## WHAT THE EXERCISE ASKS
This exercise asks for every record to be output again exactly.

## MATERIAL FOR THIS TASK

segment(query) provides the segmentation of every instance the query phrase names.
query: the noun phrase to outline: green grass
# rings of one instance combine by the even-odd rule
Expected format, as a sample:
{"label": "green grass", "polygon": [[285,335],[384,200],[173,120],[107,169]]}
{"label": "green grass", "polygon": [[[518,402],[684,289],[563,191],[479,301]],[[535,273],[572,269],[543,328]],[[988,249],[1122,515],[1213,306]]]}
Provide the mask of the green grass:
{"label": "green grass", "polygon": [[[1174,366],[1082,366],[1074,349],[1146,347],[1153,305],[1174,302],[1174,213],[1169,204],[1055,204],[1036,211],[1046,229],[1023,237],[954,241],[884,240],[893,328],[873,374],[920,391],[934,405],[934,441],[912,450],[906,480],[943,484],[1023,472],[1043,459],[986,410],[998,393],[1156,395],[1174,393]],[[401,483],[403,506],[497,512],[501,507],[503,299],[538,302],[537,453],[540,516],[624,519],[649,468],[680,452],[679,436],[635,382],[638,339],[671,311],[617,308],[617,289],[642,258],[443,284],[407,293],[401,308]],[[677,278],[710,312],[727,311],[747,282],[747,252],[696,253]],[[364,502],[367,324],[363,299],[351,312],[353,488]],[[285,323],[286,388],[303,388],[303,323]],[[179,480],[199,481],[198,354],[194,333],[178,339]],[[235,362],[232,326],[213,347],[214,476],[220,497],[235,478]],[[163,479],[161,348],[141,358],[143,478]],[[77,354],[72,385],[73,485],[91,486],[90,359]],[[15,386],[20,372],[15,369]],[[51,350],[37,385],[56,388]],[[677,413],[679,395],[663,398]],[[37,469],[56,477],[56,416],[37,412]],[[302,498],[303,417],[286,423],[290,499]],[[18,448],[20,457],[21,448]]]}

## SOLUTION TO THIS EXERCISE
segment(query) provides the segmentation of every instance the query phrase names.
query: the noun phrase to outline: green grass
# rings of one instance combine by the even-odd rule
Expected format, as a sample:
{"label": "green grass", "polygon": [[285,335],[384,200],[173,120],[107,169]]}
{"label": "green grass", "polygon": [[[518,402],[684,289],[563,191],[479,301]],[[535,273],[572,269],[543,328]],[[988,249],[1122,515],[1213,306]]]}
Provide the mask of the green grass:
{"label": "green grass", "polygon": [[[1174,366],[1082,366],[1074,349],[1146,347],[1153,305],[1174,302],[1174,213],[1169,204],[1055,204],[1036,211],[1046,229],[1023,237],[954,241],[884,240],[893,328],[873,374],[920,391],[934,405],[934,441],[912,450],[906,480],[943,484],[1023,472],[1043,459],[986,410],[998,393],[1156,395],[1174,393]],[[401,483],[403,506],[497,512],[501,507],[503,299],[538,302],[537,453],[540,516],[624,519],[649,468],[680,452],[679,436],[635,382],[638,339],[671,311],[617,308],[617,289],[642,258],[443,284],[407,293],[401,308]],[[677,278],[710,312],[727,311],[747,282],[747,252],[696,253]],[[364,502],[367,324],[363,299],[351,312],[353,488]],[[285,323],[286,388],[303,388],[303,323]],[[179,480],[199,481],[198,354],[194,333],[178,339]],[[235,362],[232,326],[213,347],[214,476],[220,497],[235,478]],[[163,479],[161,348],[141,358],[143,478]],[[77,354],[72,385],[73,485],[91,486],[90,359]],[[15,386],[20,372],[15,369]],[[51,350],[37,385],[56,388]],[[677,413],[679,395],[663,398]],[[37,469],[56,477],[56,416],[37,412]],[[302,498],[303,417],[286,423],[290,499]],[[18,448],[20,457],[21,448]]]}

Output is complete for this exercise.